[Items listed in a dataset]
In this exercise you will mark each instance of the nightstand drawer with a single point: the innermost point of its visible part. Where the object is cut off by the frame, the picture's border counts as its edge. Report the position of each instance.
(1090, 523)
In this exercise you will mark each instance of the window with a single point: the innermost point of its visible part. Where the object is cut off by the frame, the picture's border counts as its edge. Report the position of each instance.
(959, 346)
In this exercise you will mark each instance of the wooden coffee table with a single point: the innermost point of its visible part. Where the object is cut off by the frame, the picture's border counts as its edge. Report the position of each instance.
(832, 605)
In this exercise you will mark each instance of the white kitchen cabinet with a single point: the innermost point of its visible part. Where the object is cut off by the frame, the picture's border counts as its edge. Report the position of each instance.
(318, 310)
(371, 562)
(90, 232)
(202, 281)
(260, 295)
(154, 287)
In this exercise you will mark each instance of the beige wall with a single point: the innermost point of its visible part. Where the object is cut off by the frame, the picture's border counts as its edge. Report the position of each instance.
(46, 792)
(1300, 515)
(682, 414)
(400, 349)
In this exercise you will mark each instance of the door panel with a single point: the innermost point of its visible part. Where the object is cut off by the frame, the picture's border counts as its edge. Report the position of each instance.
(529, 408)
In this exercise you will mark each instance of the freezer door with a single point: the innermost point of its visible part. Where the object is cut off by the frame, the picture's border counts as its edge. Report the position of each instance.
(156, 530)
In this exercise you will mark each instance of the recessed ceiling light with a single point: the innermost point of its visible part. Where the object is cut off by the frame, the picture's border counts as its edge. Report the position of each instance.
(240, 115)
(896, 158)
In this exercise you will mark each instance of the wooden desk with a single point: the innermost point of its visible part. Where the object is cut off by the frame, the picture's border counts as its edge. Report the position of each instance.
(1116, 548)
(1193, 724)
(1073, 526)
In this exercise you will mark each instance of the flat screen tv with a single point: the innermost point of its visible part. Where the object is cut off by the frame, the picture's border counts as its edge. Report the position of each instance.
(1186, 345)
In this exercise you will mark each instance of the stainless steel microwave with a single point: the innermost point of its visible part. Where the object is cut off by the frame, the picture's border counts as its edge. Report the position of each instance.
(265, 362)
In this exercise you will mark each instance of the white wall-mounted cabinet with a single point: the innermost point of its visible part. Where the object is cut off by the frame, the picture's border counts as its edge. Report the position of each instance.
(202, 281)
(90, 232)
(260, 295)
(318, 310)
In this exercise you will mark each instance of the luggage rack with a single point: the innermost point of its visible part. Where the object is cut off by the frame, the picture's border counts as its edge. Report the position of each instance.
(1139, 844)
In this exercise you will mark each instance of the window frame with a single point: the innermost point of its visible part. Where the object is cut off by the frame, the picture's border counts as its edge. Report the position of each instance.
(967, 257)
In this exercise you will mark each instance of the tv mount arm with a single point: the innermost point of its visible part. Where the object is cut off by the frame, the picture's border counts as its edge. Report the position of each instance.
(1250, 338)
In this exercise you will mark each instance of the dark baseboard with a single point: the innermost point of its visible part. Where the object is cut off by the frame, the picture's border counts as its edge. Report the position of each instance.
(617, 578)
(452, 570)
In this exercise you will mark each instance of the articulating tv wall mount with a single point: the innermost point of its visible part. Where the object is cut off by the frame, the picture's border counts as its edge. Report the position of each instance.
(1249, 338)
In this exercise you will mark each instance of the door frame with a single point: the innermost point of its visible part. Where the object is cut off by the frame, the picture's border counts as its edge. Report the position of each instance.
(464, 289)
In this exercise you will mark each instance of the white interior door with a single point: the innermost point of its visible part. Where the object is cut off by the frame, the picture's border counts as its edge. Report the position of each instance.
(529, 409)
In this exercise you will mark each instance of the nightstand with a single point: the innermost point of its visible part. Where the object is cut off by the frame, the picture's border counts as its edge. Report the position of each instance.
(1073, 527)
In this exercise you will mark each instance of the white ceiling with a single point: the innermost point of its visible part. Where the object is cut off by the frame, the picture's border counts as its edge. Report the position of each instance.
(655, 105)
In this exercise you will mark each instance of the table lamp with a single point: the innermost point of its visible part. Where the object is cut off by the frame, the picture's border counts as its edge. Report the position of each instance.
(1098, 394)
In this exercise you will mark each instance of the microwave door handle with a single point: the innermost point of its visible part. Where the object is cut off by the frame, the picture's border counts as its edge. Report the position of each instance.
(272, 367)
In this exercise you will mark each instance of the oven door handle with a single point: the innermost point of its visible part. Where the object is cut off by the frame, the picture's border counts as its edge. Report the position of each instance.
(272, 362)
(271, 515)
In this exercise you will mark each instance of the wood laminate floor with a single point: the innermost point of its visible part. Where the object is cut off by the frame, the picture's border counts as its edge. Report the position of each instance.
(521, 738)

==

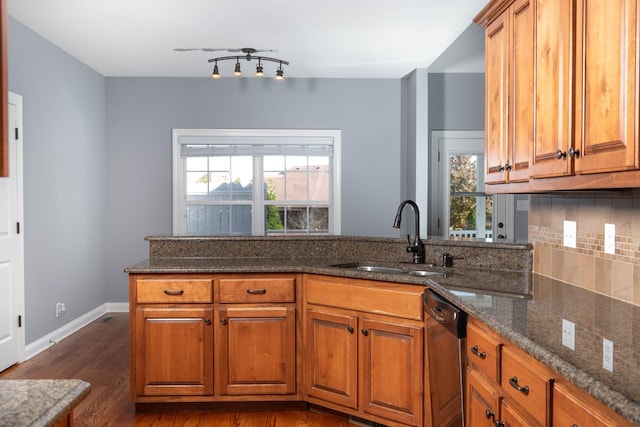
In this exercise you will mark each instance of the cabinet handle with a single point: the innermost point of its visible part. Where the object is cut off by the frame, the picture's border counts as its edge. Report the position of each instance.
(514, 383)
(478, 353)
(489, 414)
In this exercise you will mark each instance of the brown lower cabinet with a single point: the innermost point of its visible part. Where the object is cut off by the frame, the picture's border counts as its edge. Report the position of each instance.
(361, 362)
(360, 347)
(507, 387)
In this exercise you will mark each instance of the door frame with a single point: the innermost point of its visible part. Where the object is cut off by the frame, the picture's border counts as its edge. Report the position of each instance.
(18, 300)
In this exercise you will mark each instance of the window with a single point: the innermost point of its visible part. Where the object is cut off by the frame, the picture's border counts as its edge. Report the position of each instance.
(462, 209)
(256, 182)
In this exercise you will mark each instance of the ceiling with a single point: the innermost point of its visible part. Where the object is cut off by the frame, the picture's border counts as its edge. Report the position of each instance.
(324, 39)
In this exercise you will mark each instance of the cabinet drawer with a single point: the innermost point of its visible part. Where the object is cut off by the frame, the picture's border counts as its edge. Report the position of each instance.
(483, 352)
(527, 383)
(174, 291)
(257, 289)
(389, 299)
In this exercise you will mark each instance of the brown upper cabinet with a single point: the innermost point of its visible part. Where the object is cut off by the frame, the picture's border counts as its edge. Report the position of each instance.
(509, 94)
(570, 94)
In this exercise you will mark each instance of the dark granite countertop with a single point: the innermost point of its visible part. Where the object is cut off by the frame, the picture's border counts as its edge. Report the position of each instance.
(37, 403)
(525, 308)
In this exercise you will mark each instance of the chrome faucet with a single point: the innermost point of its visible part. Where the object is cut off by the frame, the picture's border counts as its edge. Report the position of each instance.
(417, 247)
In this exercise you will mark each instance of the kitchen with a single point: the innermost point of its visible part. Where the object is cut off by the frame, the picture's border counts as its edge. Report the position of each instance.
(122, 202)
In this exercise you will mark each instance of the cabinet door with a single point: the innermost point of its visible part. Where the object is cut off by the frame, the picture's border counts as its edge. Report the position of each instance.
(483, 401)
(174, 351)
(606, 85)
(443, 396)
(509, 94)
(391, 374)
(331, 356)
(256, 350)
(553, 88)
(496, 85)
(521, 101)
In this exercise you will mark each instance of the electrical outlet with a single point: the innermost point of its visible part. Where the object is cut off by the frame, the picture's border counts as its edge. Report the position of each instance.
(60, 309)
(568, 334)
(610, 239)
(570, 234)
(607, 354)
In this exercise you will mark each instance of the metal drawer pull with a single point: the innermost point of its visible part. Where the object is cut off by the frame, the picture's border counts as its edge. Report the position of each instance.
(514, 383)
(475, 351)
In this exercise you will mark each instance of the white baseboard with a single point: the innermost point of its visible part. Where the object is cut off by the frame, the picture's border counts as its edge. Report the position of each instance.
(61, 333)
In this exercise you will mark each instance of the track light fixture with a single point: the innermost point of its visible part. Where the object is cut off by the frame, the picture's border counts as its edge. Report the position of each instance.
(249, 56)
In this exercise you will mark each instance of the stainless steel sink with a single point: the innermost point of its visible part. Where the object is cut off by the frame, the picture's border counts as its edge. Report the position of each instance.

Exercise
Show every line of the listing above that contains the word "granite", treating uppercase and lowercase as different.

Completed exercise
In this exercise you will mark each instance of the dark granite countertop with a single point: the innermost point of its visible part. Where the object is cut off by the frame, the picture's border counts as its edge. Report the position of each instance.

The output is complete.